#### [Texte]

Le Dévoué de Viet Thanh Nguyen

Belfond 2021
Traduit de l’anglais par Clément Baude

Prologue
Nous

Les trois pages du prologue reviennent sur l’expérience initiale : la traversée  en bateau de ces hommes, ces femmes et ces enfants, qui fuient leur pays.
«  Nous étions les indésirables, les inutiles et les ignorés, invisibles à tous, sauf à nous-mêmes. Moins que rien, nous ne voyions rien, cent cinquante aveugles entassés dans le ventre sans lumière de notre arche, destinée non pas à nous autres mammifères, mais aux poissons de la mer. Pendant que les vagues nous ballottaient de tous côtés, nous parlions dans nos langues natales. Pour les uns cela voulait dire des prières ; pour les autres, des insultes. Quand le changement dans le mouvement des vagues a secoué notre esquif avec un peu plus de force, un des rares marins parmi nous a murmuré, Maintenant on est sur l’océan. Après des heures à louvoyer sur la rivière, l’estuaire et le canal, nous avions quitté notre patrie. »
A la joie succèdent le mal de mer, la promiscuité, la saleté, la faim, la chaleur, les premiers morts, les discriminations car « même parmi les indésirables, il y avait des indésirables ».
Le septième jour, l’arche est prise dans la tempête. Vont-ils vivre ? Vont-ils mourir ?
« Et nous avions plongé en hurlant dans l’abîme. »
Cette dernière phrase du prologue pourrait servir d’épigraphe au Dévoué, en complément de celle de Rithy Panh : « Rien n’est plus réel que le rien. »
Hurlements, souffrances, violence, néant, non-sens. Autant de thèmes qui nourrissent l’œuvre.

Première partie
Moi

94 pages
« Je ne suis peut-être plus un espion ou une taupe. Mais un fantôme, je le suis assurément. Comment ne pourrai-je pas l’être, avec dans ma tête ces deux trous par où coule l’encre noire qui me sert à écrire ces mots ?»
Le narrateur est Vo Danh, arrivant à Paris le 18/07/81 en compagnie de son camarade Bon (prononcez Bône). Deux réfugiés. Et pourtant le père de Vo Danh est ce prêtre français qui a engrossé une jeune Vietnamienne, sa mère. N’est-il pas à moitié Français ?
Vo Danh est le héros du Sympathisant, triplement réfugié : en 1954 lors de ce qu’il appelle « notre exode catholique » vers le Sud-Vietnam après la victoire de Diên Biên Phu ; en 1975, lors de la fuite en bateau après la chute de Saïgon ; en 1979, à la sortie du camp de rééducation.
A Roissy, ils sont attendus par sa « tante », une femme de cinquante ans, membre du réseau d’espionnage communiste pour lequel il était infiltré « dans les rangs dépenaillés de l’armée sud-vietnamienne en exil, » aux Etats-Unis. Bon, ignore tout de ce double jeu de son ami le plus proche, cet « homme aux deux esprits », « aux deux visages » comme il se définit. Bon est hanté par la mort de sa femme Linh et de son fils Duc, en avril 1975. Morts sous ses yeux sur le tarmac de l’aéroport de Saïgon, alors qu’ils couraient pour embarquer dans le dernier avion quittant la ville.

#### [Enregistrements de données]

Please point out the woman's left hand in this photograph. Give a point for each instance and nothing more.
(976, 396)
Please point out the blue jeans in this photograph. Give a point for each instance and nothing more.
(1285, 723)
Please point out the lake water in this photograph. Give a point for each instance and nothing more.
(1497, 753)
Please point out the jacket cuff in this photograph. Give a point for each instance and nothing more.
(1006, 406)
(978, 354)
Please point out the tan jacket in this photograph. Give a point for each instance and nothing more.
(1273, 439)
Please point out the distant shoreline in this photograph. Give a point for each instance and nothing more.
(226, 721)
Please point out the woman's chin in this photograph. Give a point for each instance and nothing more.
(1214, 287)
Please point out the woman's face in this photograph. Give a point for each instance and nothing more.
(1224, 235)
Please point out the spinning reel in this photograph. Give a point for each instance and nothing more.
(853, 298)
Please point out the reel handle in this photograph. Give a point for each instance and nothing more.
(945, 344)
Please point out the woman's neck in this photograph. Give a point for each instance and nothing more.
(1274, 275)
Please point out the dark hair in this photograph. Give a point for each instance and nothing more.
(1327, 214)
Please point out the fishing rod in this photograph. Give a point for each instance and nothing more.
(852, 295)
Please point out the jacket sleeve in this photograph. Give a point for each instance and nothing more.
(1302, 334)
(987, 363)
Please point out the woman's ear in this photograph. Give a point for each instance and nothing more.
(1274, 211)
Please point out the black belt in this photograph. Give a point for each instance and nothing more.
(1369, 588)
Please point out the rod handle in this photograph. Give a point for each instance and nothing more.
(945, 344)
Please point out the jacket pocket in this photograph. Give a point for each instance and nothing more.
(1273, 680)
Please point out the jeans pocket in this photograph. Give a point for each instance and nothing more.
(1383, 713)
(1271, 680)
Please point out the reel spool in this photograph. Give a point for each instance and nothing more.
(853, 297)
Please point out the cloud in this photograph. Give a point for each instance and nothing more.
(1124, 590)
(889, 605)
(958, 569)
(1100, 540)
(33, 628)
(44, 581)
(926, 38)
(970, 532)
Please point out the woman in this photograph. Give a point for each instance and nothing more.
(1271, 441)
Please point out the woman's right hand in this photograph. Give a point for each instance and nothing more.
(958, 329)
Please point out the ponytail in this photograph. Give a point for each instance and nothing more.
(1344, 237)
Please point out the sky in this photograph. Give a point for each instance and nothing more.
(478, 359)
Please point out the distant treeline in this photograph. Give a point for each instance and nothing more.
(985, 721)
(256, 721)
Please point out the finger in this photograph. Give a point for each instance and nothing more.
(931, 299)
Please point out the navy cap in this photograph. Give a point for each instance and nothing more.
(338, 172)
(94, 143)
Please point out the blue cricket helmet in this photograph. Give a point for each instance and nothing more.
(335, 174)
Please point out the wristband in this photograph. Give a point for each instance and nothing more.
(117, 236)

#### [À faire]
- A) Extrayez du texte sur Le Dévoué le passage allant de « A Roissy, ils » jusqu'à « quittant la ville. ».
- B) Indiquez, s'il vous plaît, si chacune de ces affirmations concorde avec le texte sur Le Dévoué, en répondant par oui ou par non et en citant fidèlement les mots qui tranchent : (i) Vo Danh arrive à Paris avec Bon ; (ii) l'arche est prise dans la tempête le troisième jour ; (iii) la « tante » qui les attend à Roissy a quarante ans.
- C) Selon le texte sur Le Dévoué, qui a traduit le livre de l'anglais ?
Les enregistrements n'interviennent pas dans ce travail.

#### [Réponses]
- A)
A Roissy, ils sont attendus par sa « tante », une femme de cinquante ans, membre du réseau d’espionnage communiste pour lequel il était infiltré « dans les rangs dépenaillés de l’armée sud-vietnamienne en exil, » aux Etats-Unis. Bon, ignore tout de ce double jeu de son ami le plus proche, cet « homme aux deux esprits », « aux deux visages » comme il se définit. Bon est hanté par la mort de sa femme Linh et de son fils Duc, en avril 1975. Morts sous ses yeux sur le tarmac de l’aéroport de Saïgon, alors qu’ils couraient pour embarquer dans le dernier avion quittant la ville.

- B)
(i) Oui : « Le narrateur est Vo Danh, arrivant à Paris le 18/07/81 en compagnie de son camarade Bon »
(ii) Non : « Le septième jour, l’arche est prise dans la tempête. »
(iii) Non : « une femme de cinquante ans »

- C) Clément Baude